#### [WHAT YOU WILL DO]
Turn the lines below into a Markdown table with two columns, Row for the row number and Line for the line itself, leaving out any blank lines.

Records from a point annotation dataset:

----

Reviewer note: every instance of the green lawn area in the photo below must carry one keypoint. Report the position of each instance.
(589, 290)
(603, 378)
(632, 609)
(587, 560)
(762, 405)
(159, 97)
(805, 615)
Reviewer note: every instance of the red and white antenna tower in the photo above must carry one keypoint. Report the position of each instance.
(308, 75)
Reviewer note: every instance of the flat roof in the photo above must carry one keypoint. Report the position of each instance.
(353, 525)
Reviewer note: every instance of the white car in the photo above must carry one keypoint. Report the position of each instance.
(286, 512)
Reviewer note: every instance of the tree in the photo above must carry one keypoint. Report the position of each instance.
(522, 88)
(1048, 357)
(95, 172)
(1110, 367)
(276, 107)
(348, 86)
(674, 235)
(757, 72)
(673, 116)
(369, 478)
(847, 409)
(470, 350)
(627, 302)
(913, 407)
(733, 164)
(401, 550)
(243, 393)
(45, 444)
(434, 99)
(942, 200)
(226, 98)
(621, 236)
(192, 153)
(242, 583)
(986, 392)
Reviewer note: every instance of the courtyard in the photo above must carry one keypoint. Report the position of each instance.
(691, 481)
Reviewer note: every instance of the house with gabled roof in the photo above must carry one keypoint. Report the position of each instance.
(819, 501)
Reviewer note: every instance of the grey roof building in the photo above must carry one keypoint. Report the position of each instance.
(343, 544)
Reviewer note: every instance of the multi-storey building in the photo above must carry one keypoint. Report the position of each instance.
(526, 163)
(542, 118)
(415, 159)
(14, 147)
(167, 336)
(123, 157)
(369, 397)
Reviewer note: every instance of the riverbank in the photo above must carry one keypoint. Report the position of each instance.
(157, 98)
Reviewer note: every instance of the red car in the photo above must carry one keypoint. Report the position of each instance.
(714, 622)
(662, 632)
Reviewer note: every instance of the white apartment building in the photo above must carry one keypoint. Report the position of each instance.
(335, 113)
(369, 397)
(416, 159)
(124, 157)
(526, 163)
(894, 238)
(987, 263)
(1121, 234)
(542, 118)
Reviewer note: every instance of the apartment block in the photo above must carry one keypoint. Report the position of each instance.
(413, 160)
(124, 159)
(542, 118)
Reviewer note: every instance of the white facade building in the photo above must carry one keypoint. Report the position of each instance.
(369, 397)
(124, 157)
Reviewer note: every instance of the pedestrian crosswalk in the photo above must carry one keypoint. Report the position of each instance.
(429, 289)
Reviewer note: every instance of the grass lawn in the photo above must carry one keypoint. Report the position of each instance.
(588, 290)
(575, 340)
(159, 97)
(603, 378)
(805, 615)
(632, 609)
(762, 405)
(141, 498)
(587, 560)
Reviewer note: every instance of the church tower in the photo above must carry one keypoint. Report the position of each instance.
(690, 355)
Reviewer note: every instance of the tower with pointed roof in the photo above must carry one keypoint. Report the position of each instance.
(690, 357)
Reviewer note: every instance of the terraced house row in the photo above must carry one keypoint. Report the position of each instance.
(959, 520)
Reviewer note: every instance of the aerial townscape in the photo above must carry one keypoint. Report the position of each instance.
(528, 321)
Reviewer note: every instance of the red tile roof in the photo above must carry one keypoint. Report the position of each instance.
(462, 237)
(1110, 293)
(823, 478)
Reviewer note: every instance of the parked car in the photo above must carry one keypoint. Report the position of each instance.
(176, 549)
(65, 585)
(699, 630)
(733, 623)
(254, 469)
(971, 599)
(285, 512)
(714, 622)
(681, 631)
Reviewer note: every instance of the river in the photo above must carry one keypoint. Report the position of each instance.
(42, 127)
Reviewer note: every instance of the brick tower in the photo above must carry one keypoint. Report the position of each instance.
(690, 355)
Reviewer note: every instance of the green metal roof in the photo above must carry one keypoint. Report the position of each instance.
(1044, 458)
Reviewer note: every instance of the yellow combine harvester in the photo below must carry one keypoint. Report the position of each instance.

----

#### [ANSWER TO THE TASK]
| Row | Line |
|---|---|
| 1 | Reviewer note: every instance of the green lawn area in the photo below must carry one keypoint. Report the position of each instance. |
| 2 | (589, 290) |
| 3 | (603, 378) |
| 4 | (632, 609) |
| 5 | (587, 560) |
| 6 | (762, 405) |
| 7 | (159, 97) |
| 8 | (805, 615) |
| 9 | Reviewer note: every instance of the red and white antenna tower in the photo above must carry one keypoint. Report the position of each instance. |
| 10 | (308, 75) |
| 11 | Reviewer note: every instance of the flat roof in the photo above must carry one keypoint. Report the position of each instance. |
| 12 | (353, 525) |
| 13 | Reviewer note: every instance of the white car in the photo above must carry one keypoint. Report the position of each instance. |
| 14 | (286, 512) |
| 15 | Reviewer note: every instance of the tree in the photo above must carry one keypoint. Report the position of each instance. |
| 16 | (522, 88) |
| 17 | (1048, 357) |
| 18 | (95, 172) |
| 19 | (1110, 367) |
| 20 | (276, 107) |
| 21 | (348, 86) |
| 22 | (674, 235) |
| 23 | (757, 72) |
| 24 | (673, 116) |
| 25 | (369, 478) |
| 26 | (847, 409) |
| 27 | (470, 350) |
| 28 | (627, 302) |
| 29 | (913, 407) |
| 30 | (733, 164) |
| 31 | (401, 550) |
| 32 | (243, 393) |
| 33 | (45, 444) |
| 34 | (434, 99) |
| 35 | (942, 200) |
| 36 | (226, 98) |
| 37 | (621, 236) |
| 38 | (192, 153) |
| 39 | (242, 583) |
| 40 | (986, 392) |
| 41 | Reviewer note: every instance of the courtyard in the photo above must carry one keypoint. Report the position of each instance. |
| 42 | (691, 481) |
| 43 | Reviewer note: every instance of the house with gabled roof in the photo above must carry one keypoint. Report the position of each instance. |
| 44 | (819, 501) |
| 45 | Reviewer note: every instance of the grey roof building in the photo above must carry one keypoint. Report the position of each instance. |
| 46 | (343, 544) |
| 47 | Reviewer note: every instance of the multi-storey building in the photo above must carry one keypoint. Report the position of each instance. |
| 48 | (526, 163) |
| 49 | (542, 118) |
| 50 | (415, 159) |
| 51 | (14, 147) |
| 52 | (167, 336) |
| 53 | (123, 157) |
| 54 | (369, 397) |
| 55 | Reviewer note: every instance of the riverbank in the photo above must carry one keypoint. Report the position of each instance. |
| 56 | (157, 98) |
| 57 | Reviewer note: every instance of the red car in the photo above must carry one keypoint. Report the position of each instance. |
| 58 | (714, 622) |
| 59 | (662, 632) |
| 60 | Reviewer note: every instance of the white apartment building in the photo above must carry one keypoint. Report the position of each instance. |
| 61 | (335, 113) |
| 62 | (369, 397) |
| 63 | (416, 159) |
| 64 | (124, 157) |
| 65 | (526, 163) |
| 66 | (894, 238) |
| 67 | (987, 263) |
| 68 | (1121, 234) |
| 69 | (542, 118) |
| 70 | Reviewer note: every instance of the apartment block in the photo above must carry one keypoint. Report the position of each instance. |
| 71 | (413, 160) |
| 72 | (124, 159) |
| 73 | (542, 118) |
| 74 | Reviewer note: every instance of the white facade building in the photo above must carry one keypoint. Report the position of each instance. |
| 75 | (369, 397) |
| 76 | (124, 157) |
| 77 | Reviewer note: every instance of the pedestrian crosswalk in the photo above must carry one keypoint. Report the position of each instance. |
| 78 | (429, 289) |
| 79 | Reviewer note: every instance of the grass lawn in the photo above must carry one keypoint. Report the position of each instance. |
| 80 | (588, 290) |
| 81 | (575, 340) |
| 82 | (159, 97) |
| 83 | (603, 378) |
| 84 | (805, 615) |
| 85 | (632, 609) |
| 86 | (762, 405) |
| 87 | (141, 498) |
| 88 | (587, 560) |
| 89 | Reviewer note: every instance of the church tower in the photo above must carry one keypoint. Report the position of each instance. |
| 90 | (690, 355) |
| 91 | Reviewer note: every instance of the tower with pointed roof in the photo above must carry one keypoint. Report the position of each instance. |
| 92 | (690, 357) |
| 93 | Reviewer note: every instance of the terraced house row in the photo above must carry one keypoint. Report the position of each instance. |
| 94 | (959, 520) |
| 95 | Reviewer note: every instance of the aerial townscape in the photo above must carry one keypoint. Report the position of each instance. |
| 96 | (528, 321) |
| 97 | Reviewer note: every instance of the red tile roof in the photo above must carry one keypoint. Report the position of each instance. |
| 98 | (462, 237) |
| 99 | (1110, 293) |
| 100 | (823, 478) |
| 101 | Reviewer note: every instance of the parked car in the photo above must carry one keypoint. Report the position of each instance. |
| 102 | (176, 549) |
| 103 | (65, 585) |
| 104 | (699, 630) |
| 105 | (733, 623) |
| 106 | (254, 469) |
| 107 | (971, 599) |
| 108 | (285, 512) |
| 109 | (714, 622) |
| 110 | (681, 631) |
| 111 | Reviewer note: every instance of the river in the photo above must carry one keypoint. Report the position of each instance. |
| 112 | (42, 127) |
| 113 | Reviewer note: every instance of the brick tower in the photo above must carry one keypoint. Report the position of each instance. |
| 114 | (690, 355) |
| 115 | Reviewer note: every instance of the green metal roof in the photo above must carry one keypoint. Report the position of each instance. |
| 116 | (1044, 458) |
| 117 | Reviewer note: every instance of the yellow combine harvester in the photo below must carry one keypoint. Report the position of each instance. |